▶ WORK TO COMPLETE: Reproduce all records verbatim.

□ □ □ □ □ □ □

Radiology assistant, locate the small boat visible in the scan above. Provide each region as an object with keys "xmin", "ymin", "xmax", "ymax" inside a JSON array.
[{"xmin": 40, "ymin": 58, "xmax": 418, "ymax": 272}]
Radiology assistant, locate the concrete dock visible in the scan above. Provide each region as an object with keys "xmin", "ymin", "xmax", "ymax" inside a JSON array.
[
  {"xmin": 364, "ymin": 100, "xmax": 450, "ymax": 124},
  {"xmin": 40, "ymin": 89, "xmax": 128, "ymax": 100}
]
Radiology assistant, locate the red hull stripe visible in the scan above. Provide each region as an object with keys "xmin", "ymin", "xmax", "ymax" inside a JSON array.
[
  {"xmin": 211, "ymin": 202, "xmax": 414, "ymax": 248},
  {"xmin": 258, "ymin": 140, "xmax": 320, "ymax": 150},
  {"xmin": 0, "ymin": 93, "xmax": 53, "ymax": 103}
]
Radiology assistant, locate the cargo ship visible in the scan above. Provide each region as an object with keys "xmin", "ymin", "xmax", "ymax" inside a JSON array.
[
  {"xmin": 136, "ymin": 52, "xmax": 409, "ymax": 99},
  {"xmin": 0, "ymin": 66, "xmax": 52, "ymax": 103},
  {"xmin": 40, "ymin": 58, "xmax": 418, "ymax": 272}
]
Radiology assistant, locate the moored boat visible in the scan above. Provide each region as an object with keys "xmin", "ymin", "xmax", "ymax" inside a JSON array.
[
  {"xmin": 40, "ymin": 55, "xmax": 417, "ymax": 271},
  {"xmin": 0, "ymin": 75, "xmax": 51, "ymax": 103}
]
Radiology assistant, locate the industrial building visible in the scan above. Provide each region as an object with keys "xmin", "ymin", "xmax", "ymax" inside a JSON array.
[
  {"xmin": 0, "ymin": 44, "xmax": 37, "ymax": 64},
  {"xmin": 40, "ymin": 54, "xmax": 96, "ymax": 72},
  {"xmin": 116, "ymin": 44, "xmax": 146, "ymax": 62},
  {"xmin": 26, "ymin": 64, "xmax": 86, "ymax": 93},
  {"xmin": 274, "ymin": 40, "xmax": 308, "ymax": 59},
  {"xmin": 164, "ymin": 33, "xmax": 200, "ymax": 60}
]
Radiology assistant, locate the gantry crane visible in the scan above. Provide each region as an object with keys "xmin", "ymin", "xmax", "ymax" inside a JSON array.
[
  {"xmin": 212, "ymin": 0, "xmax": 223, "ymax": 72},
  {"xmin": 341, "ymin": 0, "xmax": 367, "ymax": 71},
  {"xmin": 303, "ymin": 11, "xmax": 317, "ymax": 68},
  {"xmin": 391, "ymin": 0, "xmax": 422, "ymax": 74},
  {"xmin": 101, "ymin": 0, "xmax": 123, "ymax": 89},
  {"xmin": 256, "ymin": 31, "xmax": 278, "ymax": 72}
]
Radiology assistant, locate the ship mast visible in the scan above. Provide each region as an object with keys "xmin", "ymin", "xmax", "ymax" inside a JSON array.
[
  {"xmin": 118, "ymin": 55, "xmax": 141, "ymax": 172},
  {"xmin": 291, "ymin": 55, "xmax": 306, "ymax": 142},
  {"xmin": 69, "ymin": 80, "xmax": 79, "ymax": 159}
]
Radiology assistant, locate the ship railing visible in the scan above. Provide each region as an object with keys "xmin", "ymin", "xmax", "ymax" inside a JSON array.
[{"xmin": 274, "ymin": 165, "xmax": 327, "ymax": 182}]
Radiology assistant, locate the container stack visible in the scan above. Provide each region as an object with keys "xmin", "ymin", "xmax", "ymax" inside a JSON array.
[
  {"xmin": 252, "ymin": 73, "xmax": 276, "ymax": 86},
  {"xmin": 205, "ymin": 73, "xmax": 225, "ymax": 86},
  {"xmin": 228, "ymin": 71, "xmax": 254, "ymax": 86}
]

□ □ □ □ □ □ □

▶ WRITTEN RESPONSE:
Radiology assistant, locate the small boat visible in the scan above. Provide each region as an object with keys "xmin", "ymin", "xmax", "ymax" inside a JSON array.
[{"xmin": 40, "ymin": 58, "xmax": 418, "ymax": 272}]
Radiology assistant, locate the concrete dock visible in the scan above. Provide each region as an object with keys "xmin", "ymin", "xmax", "ymax" inside a JSON array.
[
  {"xmin": 364, "ymin": 100, "xmax": 450, "ymax": 124},
  {"xmin": 40, "ymin": 89, "xmax": 128, "ymax": 100}
]
Radiology assistant, locate the red hull stripe visible in the scan above. Provide each region as an object with keys "xmin", "ymin", "xmax", "ymax" inside a JSON array.
[
  {"xmin": 211, "ymin": 202, "xmax": 414, "ymax": 248},
  {"xmin": 258, "ymin": 140, "xmax": 320, "ymax": 150},
  {"xmin": 0, "ymin": 93, "xmax": 53, "ymax": 103}
]
Radiology assistant, locate the cargo ship visible in the scan above. Provide each region as an object with keys "xmin", "ymin", "xmax", "ymax" inside a JSON array.
[
  {"xmin": 136, "ymin": 52, "xmax": 409, "ymax": 99},
  {"xmin": 0, "ymin": 66, "xmax": 52, "ymax": 103},
  {"xmin": 40, "ymin": 58, "xmax": 418, "ymax": 272}
]
Radiology assistant, locate the moored boat visible in the scan above. Provide each region as an object with keys "xmin", "ymin", "xmax", "ymax" inside a JSON array.
[
  {"xmin": 40, "ymin": 55, "xmax": 417, "ymax": 271},
  {"xmin": 0, "ymin": 75, "xmax": 51, "ymax": 103}
]
Radiology assistant, locate the industrial building visible in the scan above. Provide each region as an object with keys "xmin", "ymin", "xmax", "ymax" inside a JSON array.
[
  {"xmin": 0, "ymin": 44, "xmax": 37, "ymax": 64},
  {"xmin": 40, "ymin": 54, "xmax": 96, "ymax": 72},
  {"xmin": 116, "ymin": 44, "xmax": 146, "ymax": 62},
  {"xmin": 26, "ymin": 64, "xmax": 86, "ymax": 93},
  {"xmin": 274, "ymin": 40, "xmax": 308, "ymax": 59},
  {"xmin": 164, "ymin": 33, "xmax": 200, "ymax": 60}
]
Radiology assistant, locate the gantry crane visible in the scan above. Provide each region as an object with keys "xmin", "ymin", "xmax", "ymax" inside a JSON array.
[
  {"xmin": 212, "ymin": 0, "xmax": 223, "ymax": 72},
  {"xmin": 341, "ymin": 0, "xmax": 367, "ymax": 71},
  {"xmin": 303, "ymin": 11, "xmax": 317, "ymax": 68},
  {"xmin": 391, "ymin": 0, "xmax": 422, "ymax": 74},
  {"xmin": 101, "ymin": 0, "xmax": 123, "ymax": 89},
  {"xmin": 256, "ymin": 31, "xmax": 278, "ymax": 72}
]
Radiology assistant, locate the ship mast visible in the scan above. Provide each region as an object with keys "xmin", "ymin", "xmax", "ymax" inside a JSON array.
[
  {"xmin": 118, "ymin": 55, "xmax": 141, "ymax": 172},
  {"xmin": 291, "ymin": 55, "xmax": 306, "ymax": 142},
  {"xmin": 69, "ymin": 80, "xmax": 79, "ymax": 159}
]
Radiology assistant, locate the ship railing visible in the scan above. Provide each region as an object with keys "xmin", "ymin", "xmax", "ymax" inside a JSON array.
[{"xmin": 274, "ymin": 165, "xmax": 327, "ymax": 182}]
Radiology assistant, locate the container stack visible in the scan above. Provide each region as an object with keys "xmin", "ymin", "xmax", "ymax" inside a JSON array.
[
  {"xmin": 252, "ymin": 73, "xmax": 276, "ymax": 86},
  {"xmin": 205, "ymin": 73, "xmax": 225, "ymax": 86},
  {"xmin": 228, "ymin": 71, "xmax": 254, "ymax": 86}
]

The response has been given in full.